**Work request:**
Begin with the line where "Where can the wooden" appears. Set down that line and the rest of the records below it exactly as given.

**Material provided:**
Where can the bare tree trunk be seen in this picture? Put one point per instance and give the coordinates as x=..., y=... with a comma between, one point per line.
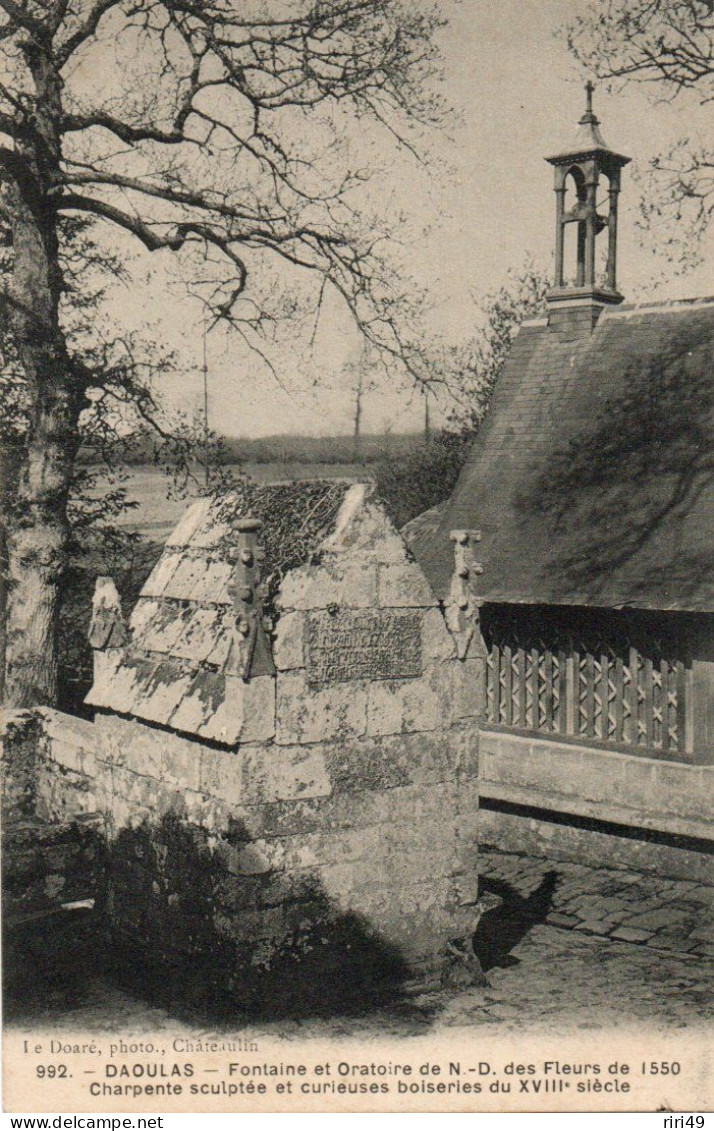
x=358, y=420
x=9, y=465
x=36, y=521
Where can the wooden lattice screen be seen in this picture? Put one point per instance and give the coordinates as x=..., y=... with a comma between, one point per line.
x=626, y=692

**Solution for this exercise:**
Where can the wooden lattice screen be seen in this picture? Put one point per instance and give the coordinates as x=..., y=... with a comma between, one point per line.
x=626, y=692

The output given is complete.